** START OF DATASET CONTENT **

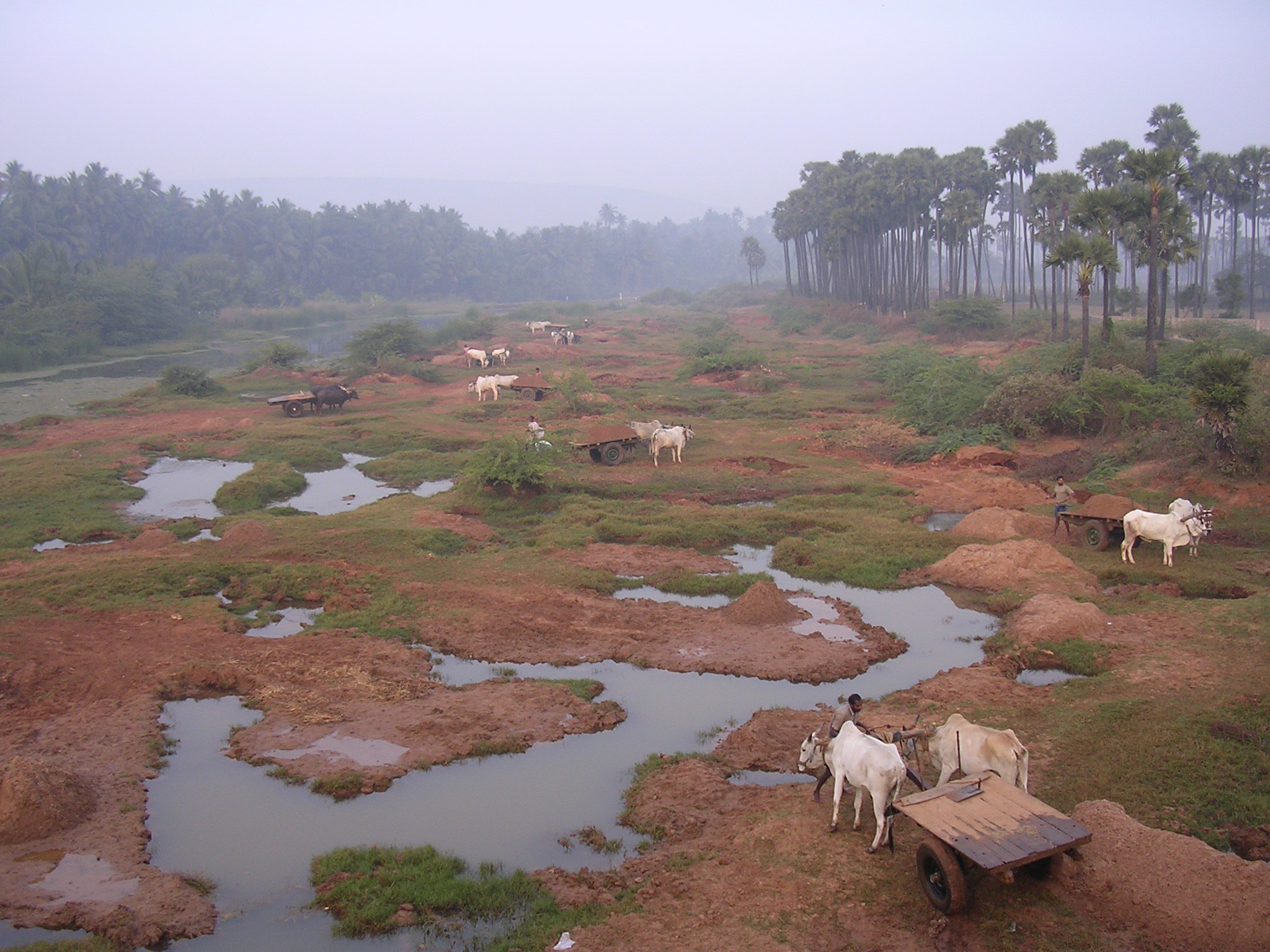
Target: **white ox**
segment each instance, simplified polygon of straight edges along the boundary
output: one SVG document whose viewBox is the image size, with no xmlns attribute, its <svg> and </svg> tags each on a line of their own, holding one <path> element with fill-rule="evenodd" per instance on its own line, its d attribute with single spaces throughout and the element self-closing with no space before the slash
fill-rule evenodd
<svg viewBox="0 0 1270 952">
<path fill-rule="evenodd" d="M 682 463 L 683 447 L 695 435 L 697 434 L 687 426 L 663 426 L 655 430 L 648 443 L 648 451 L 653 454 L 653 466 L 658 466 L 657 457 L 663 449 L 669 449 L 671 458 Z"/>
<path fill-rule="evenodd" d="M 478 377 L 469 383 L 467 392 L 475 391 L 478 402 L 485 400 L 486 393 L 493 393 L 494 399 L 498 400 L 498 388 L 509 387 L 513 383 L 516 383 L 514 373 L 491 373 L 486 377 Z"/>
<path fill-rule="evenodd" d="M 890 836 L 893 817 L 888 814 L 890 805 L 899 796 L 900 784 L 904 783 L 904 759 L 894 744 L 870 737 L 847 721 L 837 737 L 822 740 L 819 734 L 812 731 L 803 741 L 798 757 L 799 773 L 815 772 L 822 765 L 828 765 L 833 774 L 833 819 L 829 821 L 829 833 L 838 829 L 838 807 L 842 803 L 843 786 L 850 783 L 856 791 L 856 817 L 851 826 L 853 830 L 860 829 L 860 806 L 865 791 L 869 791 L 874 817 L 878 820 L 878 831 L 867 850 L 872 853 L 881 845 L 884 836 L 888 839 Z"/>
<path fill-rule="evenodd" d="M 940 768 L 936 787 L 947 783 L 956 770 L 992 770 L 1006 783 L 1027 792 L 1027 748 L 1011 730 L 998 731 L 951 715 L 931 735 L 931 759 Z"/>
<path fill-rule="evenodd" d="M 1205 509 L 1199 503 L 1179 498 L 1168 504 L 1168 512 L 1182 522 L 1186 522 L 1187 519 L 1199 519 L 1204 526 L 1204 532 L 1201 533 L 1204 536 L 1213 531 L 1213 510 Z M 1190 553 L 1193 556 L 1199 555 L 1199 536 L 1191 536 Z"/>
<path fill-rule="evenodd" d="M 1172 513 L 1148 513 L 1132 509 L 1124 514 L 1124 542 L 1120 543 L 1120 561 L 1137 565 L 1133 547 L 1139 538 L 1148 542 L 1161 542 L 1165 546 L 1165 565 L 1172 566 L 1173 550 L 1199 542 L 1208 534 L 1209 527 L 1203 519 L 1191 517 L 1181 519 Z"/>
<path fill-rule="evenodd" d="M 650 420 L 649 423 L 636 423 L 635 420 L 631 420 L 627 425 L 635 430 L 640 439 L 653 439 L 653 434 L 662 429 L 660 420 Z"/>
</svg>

** END OF DATASET CONTENT **

TASK TO COMPLETE:
Present every line of the material above as a numbered list, leaving out blank lines and the pictures.

TASK RESPONSE:
1. Target: **white ox**
2. segment each instance, simplified polygon of straight edges along the boundary
3. output: one SVG document whose viewBox is the image size, with no xmlns attribute, its <svg> and </svg> tags each on a line of their own, holding one <path> element with fill-rule="evenodd" per instance on its own line, its d attribute with single spaces throughout and the element self-closing with no space before the slash
4. fill-rule evenodd
5. <svg viewBox="0 0 1270 952">
6. <path fill-rule="evenodd" d="M 682 463 L 683 447 L 695 435 L 697 434 L 687 426 L 663 426 L 655 430 L 648 443 L 648 451 L 653 454 L 653 466 L 658 466 L 657 457 L 663 449 L 669 449 L 671 458 Z"/>
7. <path fill-rule="evenodd" d="M 478 377 L 469 383 L 467 392 L 475 391 L 478 402 L 485 400 L 486 393 L 493 393 L 494 399 L 498 400 L 498 388 L 509 387 L 513 383 L 516 383 L 514 373 L 491 373 L 486 377 Z"/>
8. <path fill-rule="evenodd" d="M 890 836 L 893 817 L 888 814 L 890 805 L 899 796 L 900 784 L 904 783 L 904 759 L 894 744 L 870 737 L 847 721 L 837 737 L 822 740 L 819 734 L 812 731 L 803 741 L 798 757 L 799 773 L 815 772 L 822 765 L 828 765 L 833 774 L 833 819 L 829 821 L 829 833 L 838 829 L 838 807 L 842 803 L 843 786 L 850 783 L 856 791 L 856 817 L 851 826 L 853 830 L 860 829 L 860 806 L 865 791 L 869 791 L 874 817 L 878 820 L 878 831 L 867 850 L 872 853 L 881 845 L 884 836 L 888 839 Z"/>
9. <path fill-rule="evenodd" d="M 940 768 L 936 787 L 947 783 L 956 770 L 992 770 L 1006 783 L 1027 792 L 1027 748 L 1011 730 L 998 731 L 951 715 L 931 735 L 931 759 Z"/>
10. <path fill-rule="evenodd" d="M 1205 509 L 1199 503 L 1179 498 L 1168 504 L 1168 512 L 1182 522 L 1186 522 L 1187 519 L 1199 519 L 1204 526 L 1204 532 L 1201 533 L 1204 536 L 1213 531 L 1213 510 Z M 1190 553 L 1193 556 L 1199 555 L 1199 536 L 1191 536 Z"/>
11. <path fill-rule="evenodd" d="M 1172 513 L 1148 513 L 1132 509 L 1124 514 L 1124 542 L 1120 543 L 1120 561 L 1137 565 L 1133 547 L 1139 538 L 1148 542 L 1161 542 L 1165 546 L 1165 565 L 1172 566 L 1173 550 L 1199 542 L 1208 534 L 1209 527 L 1203 519 L 1191 517 L 1181 519 Z"/>
12. <path fill-rule="evenodd" d="M 650 420 L 649 423 L 636 423 L 635 420 L 631 420 L 627 425 L 635 430 L 640 439 L 653 439 L 653 434 L 662 429 L 660 420 Z"/>
13. </svg>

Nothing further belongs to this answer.